• Yapılacaklar:
1 - Mezopotamya'da gökyüzüne yükselme metnine göre Enmeduranki'ye krallığının göstergesi olarak ne verilir?
2 - Mezopotamya'da gökyüzüne yükselme metnini kaldığı yerden sürdürün.

• Metin Bölümü:
::::
Mezopotamya ve Sabiilerde gökyüzüne yükselme -miraç
Mezopotamya ve Sabiilerde gökyüzüne yükselme -miraç
Eski Mezopotamya geleneğinde, yeryüzünde herhangi bir
göreve atanmanın tanrısal âlemde yapılan tanrılar meclisinde olabileceği inancı
hâkimdi. Gerek krallar ve vezirler bu görevlerine atanırken, gerekse ikinci
dereceden tanrılar tanrılık görevlerine tayin edilirken bunlar, yüce tanrıların
bulunduğu ilâhî semalara yükseltilirler. Onlar orada, en üstün Tanrı'nın başkanlığında
toplanan tanrılar meclisine kabul edilir ve o mecliste yeni görevlerine
atanırlardı. Eski Mezopotamya geleneğinde mevcut olan bu tasavvuru çeşitli
dokümanlarda bulmak mümkündür. Örneğin bir metne göre Sippar kralı Enmeduranki, krallık görevine atanmak
üzere Tanrı Şamaş tarafından ilâhî âlemdeki tanrılar meclisine çağrılır. Enmeduranki
tanrıların huzurunda Şamaş ve Adad tarafından büyük bir altın tahta oturtulur,
takdis edilir ve kendisine sırlar ve hikmetler öğretilir. Ayrıca tanrılar
Enmeduranki'ye kendileri tarafından yazılan tabletleri ve içerisinde yeryüzü ve
gökyüzünün sırlarını bulunduran bir
çanta verirler. Bundan başka ona krallığının göstergesi olarak bir asa da
verilir.
::::
(Nesne konumlarına ilişkin veri kümesi kayıtları)
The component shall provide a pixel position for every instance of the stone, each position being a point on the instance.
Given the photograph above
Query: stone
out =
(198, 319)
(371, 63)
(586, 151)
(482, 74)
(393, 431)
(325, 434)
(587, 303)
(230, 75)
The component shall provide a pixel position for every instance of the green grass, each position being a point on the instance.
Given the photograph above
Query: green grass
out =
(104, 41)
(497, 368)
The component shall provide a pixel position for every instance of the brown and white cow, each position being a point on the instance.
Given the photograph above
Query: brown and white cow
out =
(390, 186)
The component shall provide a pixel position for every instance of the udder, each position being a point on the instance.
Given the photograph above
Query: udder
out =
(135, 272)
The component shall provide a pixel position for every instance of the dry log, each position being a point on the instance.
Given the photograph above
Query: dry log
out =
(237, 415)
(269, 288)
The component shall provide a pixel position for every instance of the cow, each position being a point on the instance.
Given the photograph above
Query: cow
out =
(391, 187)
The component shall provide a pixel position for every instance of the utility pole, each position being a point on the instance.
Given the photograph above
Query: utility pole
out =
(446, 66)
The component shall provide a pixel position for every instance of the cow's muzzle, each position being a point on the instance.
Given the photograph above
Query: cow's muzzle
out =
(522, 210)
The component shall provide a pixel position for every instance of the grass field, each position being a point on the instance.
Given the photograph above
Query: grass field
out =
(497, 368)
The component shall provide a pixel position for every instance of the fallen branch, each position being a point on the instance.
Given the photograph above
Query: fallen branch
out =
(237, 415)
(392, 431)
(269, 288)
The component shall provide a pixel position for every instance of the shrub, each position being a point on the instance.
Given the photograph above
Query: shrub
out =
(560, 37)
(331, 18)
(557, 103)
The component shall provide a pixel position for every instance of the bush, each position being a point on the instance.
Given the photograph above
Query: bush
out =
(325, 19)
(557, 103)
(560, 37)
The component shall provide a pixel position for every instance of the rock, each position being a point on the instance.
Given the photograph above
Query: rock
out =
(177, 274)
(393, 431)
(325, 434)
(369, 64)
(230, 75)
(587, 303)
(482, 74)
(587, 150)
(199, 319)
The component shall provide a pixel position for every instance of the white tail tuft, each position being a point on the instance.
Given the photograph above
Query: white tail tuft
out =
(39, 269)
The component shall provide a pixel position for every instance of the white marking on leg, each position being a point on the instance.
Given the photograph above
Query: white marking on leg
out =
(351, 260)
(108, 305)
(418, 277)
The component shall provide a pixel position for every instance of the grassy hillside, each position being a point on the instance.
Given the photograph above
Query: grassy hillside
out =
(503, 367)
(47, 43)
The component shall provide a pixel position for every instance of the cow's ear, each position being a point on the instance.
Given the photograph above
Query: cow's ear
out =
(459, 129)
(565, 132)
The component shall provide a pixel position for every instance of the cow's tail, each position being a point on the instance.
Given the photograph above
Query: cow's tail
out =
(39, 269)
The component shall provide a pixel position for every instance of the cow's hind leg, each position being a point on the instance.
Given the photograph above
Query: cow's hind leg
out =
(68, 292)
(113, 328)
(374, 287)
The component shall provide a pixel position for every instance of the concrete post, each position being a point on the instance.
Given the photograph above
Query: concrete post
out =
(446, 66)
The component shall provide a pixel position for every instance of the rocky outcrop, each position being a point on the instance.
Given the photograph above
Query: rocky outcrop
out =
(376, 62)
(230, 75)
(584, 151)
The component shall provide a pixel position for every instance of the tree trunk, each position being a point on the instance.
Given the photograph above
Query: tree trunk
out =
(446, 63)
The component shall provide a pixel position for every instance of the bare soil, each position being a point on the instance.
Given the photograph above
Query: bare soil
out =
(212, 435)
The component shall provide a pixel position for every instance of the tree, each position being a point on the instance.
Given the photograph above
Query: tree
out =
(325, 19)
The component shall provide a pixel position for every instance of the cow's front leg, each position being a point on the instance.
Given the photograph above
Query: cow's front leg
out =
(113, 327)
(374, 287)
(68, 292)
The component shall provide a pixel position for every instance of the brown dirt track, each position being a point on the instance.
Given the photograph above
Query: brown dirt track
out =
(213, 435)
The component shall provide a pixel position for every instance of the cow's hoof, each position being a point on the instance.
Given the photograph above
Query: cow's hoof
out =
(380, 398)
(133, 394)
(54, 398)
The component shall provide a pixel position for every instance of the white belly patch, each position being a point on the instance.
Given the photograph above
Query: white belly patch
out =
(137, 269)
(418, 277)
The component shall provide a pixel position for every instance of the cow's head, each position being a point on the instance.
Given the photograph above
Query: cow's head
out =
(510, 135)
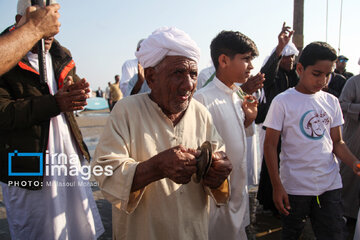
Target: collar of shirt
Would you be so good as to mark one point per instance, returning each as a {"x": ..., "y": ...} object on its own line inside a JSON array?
[{"x": 225, "y": 88}]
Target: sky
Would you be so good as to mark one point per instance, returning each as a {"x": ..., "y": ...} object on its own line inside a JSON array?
[{"x": 102, "y": 35}]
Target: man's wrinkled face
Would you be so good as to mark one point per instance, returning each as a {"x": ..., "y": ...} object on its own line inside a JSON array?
[
  {"x": 287, "y": 63},
  {"x": 173, "y": 84}
]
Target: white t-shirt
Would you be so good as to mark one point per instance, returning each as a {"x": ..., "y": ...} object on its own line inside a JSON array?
[{"x": 307, "y": 164}]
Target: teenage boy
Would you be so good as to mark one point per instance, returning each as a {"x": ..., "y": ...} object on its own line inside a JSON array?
[
  {"x": 309, "y": 123},
  {"x": 232, "y": 112}
]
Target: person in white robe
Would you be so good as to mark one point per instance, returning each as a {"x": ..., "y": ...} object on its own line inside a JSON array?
[
  {"x": 150, "y": 141},
  {"x": 233, "y": 112},
  {"x": 64, "y": 208}
]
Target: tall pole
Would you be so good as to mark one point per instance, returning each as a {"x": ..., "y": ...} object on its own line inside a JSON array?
[
  {"x": 298, "y": 24},
  {"x": 340, "y": 28},
  {"x": 327, "y": 18}
]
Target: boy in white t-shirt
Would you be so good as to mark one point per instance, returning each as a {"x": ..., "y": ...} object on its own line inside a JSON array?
[{"x": 308, "y": 121}]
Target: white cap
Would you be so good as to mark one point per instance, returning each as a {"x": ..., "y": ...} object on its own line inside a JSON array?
[
  {"x": 24, "y": 4},
  {"x": 166, "y": 41}
]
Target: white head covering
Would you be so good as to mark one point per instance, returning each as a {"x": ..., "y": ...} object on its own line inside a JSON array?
[
  {"x": 24, "y": 4},
  {"x": 166, "y": 41}
]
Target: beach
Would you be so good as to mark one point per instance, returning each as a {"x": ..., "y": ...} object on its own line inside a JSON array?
[{"x": 264, "y": 226}]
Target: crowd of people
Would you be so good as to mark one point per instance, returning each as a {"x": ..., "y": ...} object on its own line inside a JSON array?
[{"x": 173, "y": 157}]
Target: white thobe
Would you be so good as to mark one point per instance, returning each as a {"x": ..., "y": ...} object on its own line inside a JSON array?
[
  {"x": 229, "y": 222},
  {"x": 55, "y": 211},
  {"x": 137, "y": 130}
]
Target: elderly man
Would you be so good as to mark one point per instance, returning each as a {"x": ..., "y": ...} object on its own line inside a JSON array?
[
  {"x": 46, "y": 193},
  {"x": 38, "y": 23},
  {"x": 150, "y": 142}
]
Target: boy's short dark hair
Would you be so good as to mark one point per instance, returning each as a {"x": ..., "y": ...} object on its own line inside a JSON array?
[
  {"x": 231, "y": 43},
  {"x": 317, "y": 51}
]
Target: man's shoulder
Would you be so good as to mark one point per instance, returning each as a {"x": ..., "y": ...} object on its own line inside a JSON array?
[
  {"x": 132, "y": 103},
  {"x": 198, "y": 107}
]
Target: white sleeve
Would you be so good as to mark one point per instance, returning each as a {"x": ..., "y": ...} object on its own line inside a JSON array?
[
  {"x": 112, "y": 153},
  {"x": 125, "y": 77}
]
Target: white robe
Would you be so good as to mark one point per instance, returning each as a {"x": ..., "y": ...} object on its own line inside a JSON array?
[
  {"x": 55, "y": 211},
  {"x": 229, "y": 222}
]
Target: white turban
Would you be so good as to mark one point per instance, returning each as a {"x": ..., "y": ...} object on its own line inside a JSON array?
[
  {"x": 24, "y": 4},
  {"x": 164, "y": 42}
]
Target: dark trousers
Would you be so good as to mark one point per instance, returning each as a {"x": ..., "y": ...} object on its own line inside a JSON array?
[{"x": 326, "y": 217}]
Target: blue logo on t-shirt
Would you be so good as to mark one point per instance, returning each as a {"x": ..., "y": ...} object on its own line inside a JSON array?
[{"x": 313, "y": 124}]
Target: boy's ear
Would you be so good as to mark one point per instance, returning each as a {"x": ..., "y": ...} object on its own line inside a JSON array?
[
  {"x": 223, "y": 60},
  {"x": 299, "y": 68},
  {"x": 149, "y": 76}
]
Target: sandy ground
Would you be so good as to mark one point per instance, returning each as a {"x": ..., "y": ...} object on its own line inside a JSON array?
[{"x": 263, "y": 225}]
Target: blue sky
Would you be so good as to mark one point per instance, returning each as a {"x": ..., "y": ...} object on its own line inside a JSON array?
[{"x": 103, "y": 34}]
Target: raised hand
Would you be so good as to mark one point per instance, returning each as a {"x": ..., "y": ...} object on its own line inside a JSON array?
[
  {"x": 284, "y": 38},
  {"x": 45, "y": 20},
  {"x": 253, "y": 83},
  {"x": 72, "y": 96},
  {"x": 178, "y": 164},
  {"x": 220, "y": 169}
]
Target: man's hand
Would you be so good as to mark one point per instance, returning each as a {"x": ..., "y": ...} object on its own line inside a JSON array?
[
  {"x": 44, "y": 20},
  {"x": 178, "y": 164},
  {"x": 281, "y": 200},
  {"x": 253, "y": 83},
  {"x": 72, "y": 96},
  {"x": 219, "y": 170},
  {"x": 283, "y": 38},
  {"x": 249, "y": 107}
]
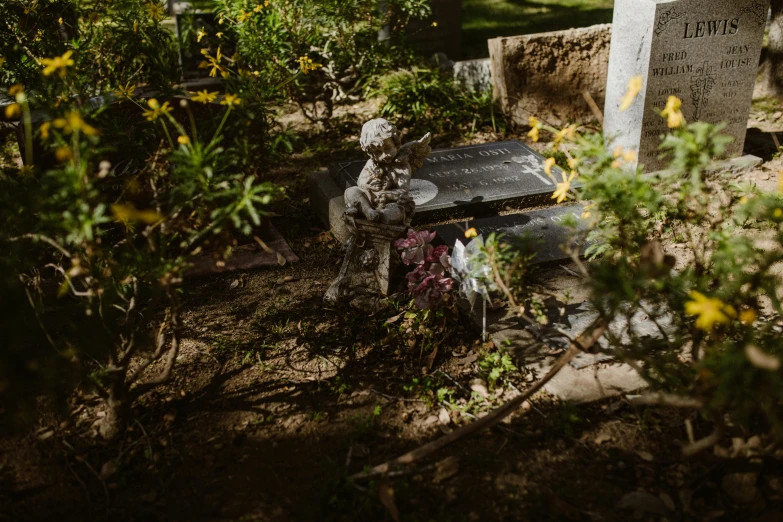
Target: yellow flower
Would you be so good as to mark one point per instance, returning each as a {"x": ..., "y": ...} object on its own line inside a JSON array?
[
  {"x": 709, "y": 310},
  {"x": 548, "y": 164},
  {"x": 13, "y": 111},
  {"x": 672, "y": 111},
  {"x": 157, "y": 109},
  {"x": 307, "y": 65},
  {"x": 569, "y": 132},
  {"x": 748, "y": 316},
  {"x": 634, "y": 88},
  {"x": 586, "y": 212},
  {"x": 125, "y": 91},
  {"x": 534, "y": 131},
  {"x": 154, "y": 10},
  {"x": 204, "y": 96},
  {"x": 63, "y": 154},
  {"x": 230, "y": 100},
  {"x": 73, "y": 122},
  {"x": 561, "y": 192},
  {"x": 215, "y": 64},
  {"x": 57, "y": 64}
]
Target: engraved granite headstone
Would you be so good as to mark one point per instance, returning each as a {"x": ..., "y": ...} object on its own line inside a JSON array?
[
  {"x": 705, "y": 52},
  {"x": 471, "y": 181}
]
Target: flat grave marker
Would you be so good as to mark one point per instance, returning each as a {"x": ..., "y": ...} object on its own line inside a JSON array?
[
  {"x": 704, "y": 52},
  {"x": 470, "y": 181}
]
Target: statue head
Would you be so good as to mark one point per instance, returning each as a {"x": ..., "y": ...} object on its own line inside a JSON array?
[{"x": 381, "y": 140}]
::::
• Görevlere Göre Yanıtlar:
1 - Bir asa verilir.

2 -
Bir başka
Mezopotamya kralı Nabunaid (son Babil kralı) ise Tanrı Ilteri tarafından
gerçekleştirilen bir vizyonla tanrısal âleme çıkar ve orada çeşitli sırlar ve
hikmetleri müşahede eder.
Son bir örnek
olarak, Babil kralı Hammurabi meşhur
hukuk kitabını, krallığa atanmak üzere yükseldiği tanrılar âleminde Tanrı Şamaş'tan alır. Burada Hammurabi'nin
hukuki emirlerden ibaret olan kitabı tanrısal âlemden getirdiği fikri ile
çeşitli Yahudi literatüründe mevcut olan Musa'nın on emri içeren kutsal
tabletleri semavî âlemden getirdiği düşüncesi arasındaki benzerlik dikkat
çekicidir.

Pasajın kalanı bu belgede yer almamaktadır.